**EXERCISE**
Rewrite the records below, changing every occurrence of "Indicate" to "Mark" and leaving everything else the same.

##### MATERIALS PROVIDED

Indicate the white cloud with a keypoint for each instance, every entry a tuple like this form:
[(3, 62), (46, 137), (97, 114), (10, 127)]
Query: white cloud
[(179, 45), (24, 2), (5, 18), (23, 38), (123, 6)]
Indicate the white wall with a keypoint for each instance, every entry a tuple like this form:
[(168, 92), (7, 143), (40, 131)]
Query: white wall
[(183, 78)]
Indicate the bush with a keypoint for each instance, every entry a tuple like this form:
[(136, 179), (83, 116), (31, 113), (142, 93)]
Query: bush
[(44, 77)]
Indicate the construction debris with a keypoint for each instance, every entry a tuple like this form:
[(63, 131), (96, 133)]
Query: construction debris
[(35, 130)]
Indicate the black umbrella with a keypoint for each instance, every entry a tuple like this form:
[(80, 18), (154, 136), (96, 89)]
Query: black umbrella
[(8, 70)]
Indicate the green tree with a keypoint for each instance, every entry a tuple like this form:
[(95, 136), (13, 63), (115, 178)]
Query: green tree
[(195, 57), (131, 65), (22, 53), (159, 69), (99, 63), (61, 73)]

##########

**FINISHED EXERCISE**
Mark the white cloud with a keypoint for each instance, every entry a tuple like this form:
[(3, 62), (46, 137), (97, 114), (10, 127)]
Query: white cloud
[(179, 45), (24, 2), (5, 18), (23, 38), (123, 6)]
Mark the white wall with a keypoint for each instance, every entry a tuple like this form:
[(168, 92), (7, 143), (40, 131)]
Query: white wall
[(183, 78)]
Mark the bush with a keypoint for each instance, every entry a tuple like this form:
[(136, 179), (83, 116), (31, 113), (142, 93)]
Query: bush
[(44, 77)]
Mark the construction debris with a keypoint for each instance, every entry a tuple like this form:
[(63, 131), (96, 133)]
Query: construction debris
[(35, 130)]
Mark the black umbrella with a keypoint for each instance, every entry a tuple like this form:
[(80, 18), (154, 136), (96, 89)]
Query: black umbrella
[(8, 70)]
Mark the green tree with a keypoint for each instance, every entry a tuple like this form:
[(95, 136), (13, 63), (115, 178)]
Query: green tree
[(195, 57), (131, 65), (22, 53), (159, 69), (99, 63), (61, 73)]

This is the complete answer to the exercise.